▸ **Data**
==================================================
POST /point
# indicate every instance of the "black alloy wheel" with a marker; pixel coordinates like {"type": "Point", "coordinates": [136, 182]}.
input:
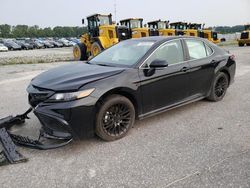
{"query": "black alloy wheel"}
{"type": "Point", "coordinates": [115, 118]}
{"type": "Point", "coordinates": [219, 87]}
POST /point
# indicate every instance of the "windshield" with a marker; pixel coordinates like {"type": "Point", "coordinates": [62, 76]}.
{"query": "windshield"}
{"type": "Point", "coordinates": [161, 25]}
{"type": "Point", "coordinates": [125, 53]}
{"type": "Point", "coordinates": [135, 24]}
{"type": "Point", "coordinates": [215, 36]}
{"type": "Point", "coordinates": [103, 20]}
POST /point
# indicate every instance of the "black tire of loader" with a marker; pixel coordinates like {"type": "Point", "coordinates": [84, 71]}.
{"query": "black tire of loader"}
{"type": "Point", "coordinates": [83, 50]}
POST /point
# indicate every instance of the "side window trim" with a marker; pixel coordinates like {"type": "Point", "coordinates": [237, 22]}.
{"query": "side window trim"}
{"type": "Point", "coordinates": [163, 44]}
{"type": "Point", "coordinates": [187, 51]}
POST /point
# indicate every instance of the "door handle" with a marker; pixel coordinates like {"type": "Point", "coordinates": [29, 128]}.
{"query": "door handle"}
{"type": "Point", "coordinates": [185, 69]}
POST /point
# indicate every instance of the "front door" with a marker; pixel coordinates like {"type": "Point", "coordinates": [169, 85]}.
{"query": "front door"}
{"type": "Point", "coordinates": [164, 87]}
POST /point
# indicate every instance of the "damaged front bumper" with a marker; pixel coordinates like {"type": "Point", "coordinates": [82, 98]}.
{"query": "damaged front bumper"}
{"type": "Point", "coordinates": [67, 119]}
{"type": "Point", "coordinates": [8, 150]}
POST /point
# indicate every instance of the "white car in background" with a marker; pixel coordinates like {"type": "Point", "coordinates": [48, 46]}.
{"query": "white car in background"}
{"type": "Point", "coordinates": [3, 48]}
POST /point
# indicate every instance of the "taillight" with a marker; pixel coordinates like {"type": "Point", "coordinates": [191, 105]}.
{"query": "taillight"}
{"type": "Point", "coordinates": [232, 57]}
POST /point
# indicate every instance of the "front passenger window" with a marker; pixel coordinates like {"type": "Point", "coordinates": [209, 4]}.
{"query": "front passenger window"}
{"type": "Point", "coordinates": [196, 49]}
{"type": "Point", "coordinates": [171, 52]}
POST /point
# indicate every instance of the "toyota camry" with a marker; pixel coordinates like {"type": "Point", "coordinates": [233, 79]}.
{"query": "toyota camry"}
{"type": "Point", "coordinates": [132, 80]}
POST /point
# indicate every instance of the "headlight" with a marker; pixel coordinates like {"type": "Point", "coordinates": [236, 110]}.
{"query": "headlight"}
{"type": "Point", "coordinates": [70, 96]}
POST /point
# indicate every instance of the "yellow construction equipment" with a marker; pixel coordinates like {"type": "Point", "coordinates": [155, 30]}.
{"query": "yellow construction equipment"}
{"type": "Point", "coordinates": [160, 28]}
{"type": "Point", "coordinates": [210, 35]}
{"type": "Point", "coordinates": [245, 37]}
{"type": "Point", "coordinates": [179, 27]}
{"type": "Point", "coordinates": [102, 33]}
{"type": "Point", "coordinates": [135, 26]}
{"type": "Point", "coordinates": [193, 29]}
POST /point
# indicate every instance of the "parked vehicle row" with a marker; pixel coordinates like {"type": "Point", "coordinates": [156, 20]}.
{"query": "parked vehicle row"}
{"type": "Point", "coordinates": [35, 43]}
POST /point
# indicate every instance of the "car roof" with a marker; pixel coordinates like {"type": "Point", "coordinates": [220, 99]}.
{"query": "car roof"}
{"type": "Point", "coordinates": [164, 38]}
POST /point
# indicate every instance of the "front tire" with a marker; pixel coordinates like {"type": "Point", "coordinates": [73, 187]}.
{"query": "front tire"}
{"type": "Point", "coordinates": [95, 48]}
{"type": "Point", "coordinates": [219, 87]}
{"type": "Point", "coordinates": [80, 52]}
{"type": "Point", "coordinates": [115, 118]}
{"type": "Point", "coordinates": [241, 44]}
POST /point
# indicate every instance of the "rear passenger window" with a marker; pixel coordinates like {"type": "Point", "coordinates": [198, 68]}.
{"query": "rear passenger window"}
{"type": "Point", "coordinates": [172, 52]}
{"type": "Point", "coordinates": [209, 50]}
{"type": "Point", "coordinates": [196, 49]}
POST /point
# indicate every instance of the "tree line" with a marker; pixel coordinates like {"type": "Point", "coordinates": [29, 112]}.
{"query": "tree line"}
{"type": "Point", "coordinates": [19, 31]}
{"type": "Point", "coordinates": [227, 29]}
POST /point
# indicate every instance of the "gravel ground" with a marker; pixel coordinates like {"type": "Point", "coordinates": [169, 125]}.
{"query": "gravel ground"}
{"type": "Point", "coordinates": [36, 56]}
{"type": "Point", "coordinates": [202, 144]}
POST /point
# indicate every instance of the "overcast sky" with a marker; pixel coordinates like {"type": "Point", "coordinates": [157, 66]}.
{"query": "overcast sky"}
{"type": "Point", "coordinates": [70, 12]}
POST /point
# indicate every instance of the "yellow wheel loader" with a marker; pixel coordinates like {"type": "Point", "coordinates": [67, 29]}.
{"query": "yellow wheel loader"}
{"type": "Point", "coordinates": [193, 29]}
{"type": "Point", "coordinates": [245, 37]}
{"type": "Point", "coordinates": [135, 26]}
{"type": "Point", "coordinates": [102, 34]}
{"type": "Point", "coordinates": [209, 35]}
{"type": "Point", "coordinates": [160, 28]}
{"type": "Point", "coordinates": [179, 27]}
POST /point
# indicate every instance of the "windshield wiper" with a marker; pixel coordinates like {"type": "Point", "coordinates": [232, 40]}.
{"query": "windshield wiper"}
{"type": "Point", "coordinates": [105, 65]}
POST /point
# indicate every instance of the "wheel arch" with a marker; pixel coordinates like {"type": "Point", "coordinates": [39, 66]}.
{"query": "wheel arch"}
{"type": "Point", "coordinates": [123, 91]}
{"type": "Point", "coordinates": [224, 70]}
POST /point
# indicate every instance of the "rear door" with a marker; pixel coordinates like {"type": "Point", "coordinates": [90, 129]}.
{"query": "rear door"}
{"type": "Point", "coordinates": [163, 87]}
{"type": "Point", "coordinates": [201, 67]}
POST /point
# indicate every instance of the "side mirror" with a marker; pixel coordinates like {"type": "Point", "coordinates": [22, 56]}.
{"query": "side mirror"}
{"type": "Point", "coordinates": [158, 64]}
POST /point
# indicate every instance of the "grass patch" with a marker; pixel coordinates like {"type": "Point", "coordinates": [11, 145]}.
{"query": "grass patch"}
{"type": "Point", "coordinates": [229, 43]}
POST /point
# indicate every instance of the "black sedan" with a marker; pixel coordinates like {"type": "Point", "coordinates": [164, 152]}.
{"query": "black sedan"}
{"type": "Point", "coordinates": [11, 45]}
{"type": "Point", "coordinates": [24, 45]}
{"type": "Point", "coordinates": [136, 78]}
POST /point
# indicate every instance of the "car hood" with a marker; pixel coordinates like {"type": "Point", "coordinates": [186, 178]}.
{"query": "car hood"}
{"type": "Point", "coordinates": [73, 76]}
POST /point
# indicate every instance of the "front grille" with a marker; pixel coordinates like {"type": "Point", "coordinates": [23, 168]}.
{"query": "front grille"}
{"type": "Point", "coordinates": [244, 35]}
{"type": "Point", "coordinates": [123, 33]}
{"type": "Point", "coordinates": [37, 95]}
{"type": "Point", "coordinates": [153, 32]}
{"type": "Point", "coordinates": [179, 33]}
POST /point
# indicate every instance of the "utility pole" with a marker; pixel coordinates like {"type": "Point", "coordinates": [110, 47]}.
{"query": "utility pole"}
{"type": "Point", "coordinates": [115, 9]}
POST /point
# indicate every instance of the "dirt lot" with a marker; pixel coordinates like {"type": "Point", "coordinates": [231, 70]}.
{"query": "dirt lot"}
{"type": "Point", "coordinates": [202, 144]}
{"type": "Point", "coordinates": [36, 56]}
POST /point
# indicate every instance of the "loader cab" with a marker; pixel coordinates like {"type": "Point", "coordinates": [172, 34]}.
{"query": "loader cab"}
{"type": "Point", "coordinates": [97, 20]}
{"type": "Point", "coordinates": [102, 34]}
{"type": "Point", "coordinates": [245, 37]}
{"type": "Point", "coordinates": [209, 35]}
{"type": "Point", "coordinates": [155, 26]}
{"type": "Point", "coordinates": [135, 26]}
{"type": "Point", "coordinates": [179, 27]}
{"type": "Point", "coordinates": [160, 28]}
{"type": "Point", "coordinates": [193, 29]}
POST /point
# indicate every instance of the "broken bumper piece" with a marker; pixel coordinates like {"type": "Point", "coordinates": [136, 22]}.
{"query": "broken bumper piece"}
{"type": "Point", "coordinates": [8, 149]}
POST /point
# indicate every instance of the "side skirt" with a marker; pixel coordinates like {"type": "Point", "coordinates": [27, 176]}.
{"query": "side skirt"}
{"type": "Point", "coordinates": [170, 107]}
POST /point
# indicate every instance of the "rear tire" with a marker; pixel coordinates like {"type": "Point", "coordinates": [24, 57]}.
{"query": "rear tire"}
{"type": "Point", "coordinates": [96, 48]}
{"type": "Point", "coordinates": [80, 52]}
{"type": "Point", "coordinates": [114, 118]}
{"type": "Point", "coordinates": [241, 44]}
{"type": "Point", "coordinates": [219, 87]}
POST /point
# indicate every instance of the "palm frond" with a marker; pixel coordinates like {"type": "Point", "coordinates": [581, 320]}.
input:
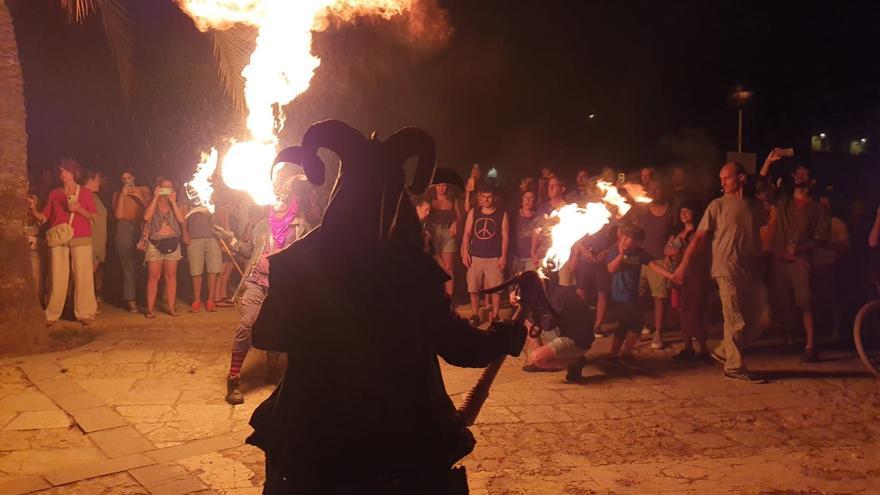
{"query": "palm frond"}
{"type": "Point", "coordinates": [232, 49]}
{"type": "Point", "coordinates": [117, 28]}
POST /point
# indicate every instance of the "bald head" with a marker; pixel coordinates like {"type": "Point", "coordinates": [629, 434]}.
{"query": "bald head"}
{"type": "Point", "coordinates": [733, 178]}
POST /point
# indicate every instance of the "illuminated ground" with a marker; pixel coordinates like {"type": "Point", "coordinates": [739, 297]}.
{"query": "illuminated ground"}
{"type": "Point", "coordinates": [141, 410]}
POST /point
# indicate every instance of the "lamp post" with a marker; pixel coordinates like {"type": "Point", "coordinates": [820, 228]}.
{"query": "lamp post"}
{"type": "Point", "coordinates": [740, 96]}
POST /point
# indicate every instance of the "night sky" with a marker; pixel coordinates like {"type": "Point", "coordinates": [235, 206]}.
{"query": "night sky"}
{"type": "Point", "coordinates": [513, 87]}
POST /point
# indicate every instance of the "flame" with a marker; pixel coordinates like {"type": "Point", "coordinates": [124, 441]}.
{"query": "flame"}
==================================================
▸ **Problem to solve**
Go through the listing above and copy each line that contains "flame".

▸ **Completed task**
# indicate every instance of the "flame" with a marker; pixel coordinates like {"type": "Point", "coordinates": [124, 441]}.
{"query": "flame"}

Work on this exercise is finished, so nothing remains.